YOUR GOAL -
All entries should be copied exactly, none left out.

MATERIAL FOR THIS EXERCISE -
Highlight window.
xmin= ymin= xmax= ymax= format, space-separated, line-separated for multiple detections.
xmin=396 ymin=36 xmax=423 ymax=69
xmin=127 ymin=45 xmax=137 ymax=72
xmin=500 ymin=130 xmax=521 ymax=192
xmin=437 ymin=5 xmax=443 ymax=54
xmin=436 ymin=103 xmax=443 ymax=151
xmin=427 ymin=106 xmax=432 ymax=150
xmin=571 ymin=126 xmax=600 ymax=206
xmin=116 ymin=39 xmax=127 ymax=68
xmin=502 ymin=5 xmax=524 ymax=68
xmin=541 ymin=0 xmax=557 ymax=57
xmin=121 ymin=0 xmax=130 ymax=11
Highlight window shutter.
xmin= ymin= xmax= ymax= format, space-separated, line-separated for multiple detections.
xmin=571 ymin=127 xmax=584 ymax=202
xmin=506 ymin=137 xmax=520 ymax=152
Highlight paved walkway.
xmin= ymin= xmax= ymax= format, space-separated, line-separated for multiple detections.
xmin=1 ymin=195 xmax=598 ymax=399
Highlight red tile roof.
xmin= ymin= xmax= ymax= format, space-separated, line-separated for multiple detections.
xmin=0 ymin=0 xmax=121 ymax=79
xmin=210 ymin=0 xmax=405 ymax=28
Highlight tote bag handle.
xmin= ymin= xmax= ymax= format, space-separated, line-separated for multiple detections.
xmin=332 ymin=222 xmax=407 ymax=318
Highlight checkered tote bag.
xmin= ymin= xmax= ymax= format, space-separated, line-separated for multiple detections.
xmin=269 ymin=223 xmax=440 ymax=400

RESPONSE -
Highlight window.
xmin= ymin= xmax= ymax= format, space-separated, line-separated for multiple detections.
xmin=396 ymin=36 xmax=423 ymax=69
xmin=127 ymin=45 xmax=137 ymax=72
xmin=500 ymin=130 xmax=521 ymax=192
xmin=437 ymin=5 xmax=443 ymax=54
xmin=436 ymin=103 xmax=443 ymax=151
xmin=427 ymin=106 xmax=432 ymax=150
xmin=571 ymin=126 xmax=600 ymax=206
xmin=116 ymin=39 xmax=127 ymax=68
xmin=502 ymin=5 xmax=524 ymax=68
xmin=541 ymin=0 xmax=557 ymax=57
xmin=121 ymin=0 xmax=130 ymax=11
Highlight window shutter.
xmin= ymin= xmax= ymax= format, space-separated, line-separated for multiple detections.
xmin=571 ymin=127 xmax=584 ymax=202
xmin=506 ymin=137 xmax=520 ymax=152
Highlight paved walkway.
xmin= ymin= xmax= ymax= format, space-separated, line-separated for multiple detections.
xmin=1 ymin=195 xmax=598 ymax=399
Highlight red tile roof.
xmin= ymin= xmax= ymax= format, space-separated, line-separated for multiple detections.
xmin=0 ymin=0 xmax=121 ymax=79
xmin=210 ymin=0 xmax=405 ymax=28
Highlight tote bag handle.
xmin= ymin= xmax= ymax= format, space-separated, line-separated for multiple detections.
xmin=332 ymin=222 xmax=407 ymax=318
Highlight checkered tote bag.
xmin= ymin= xmax= ymax= format, space-separated, line-separated for multiple detections.
xmin=269 ymin=223 xmax=440 ymax=400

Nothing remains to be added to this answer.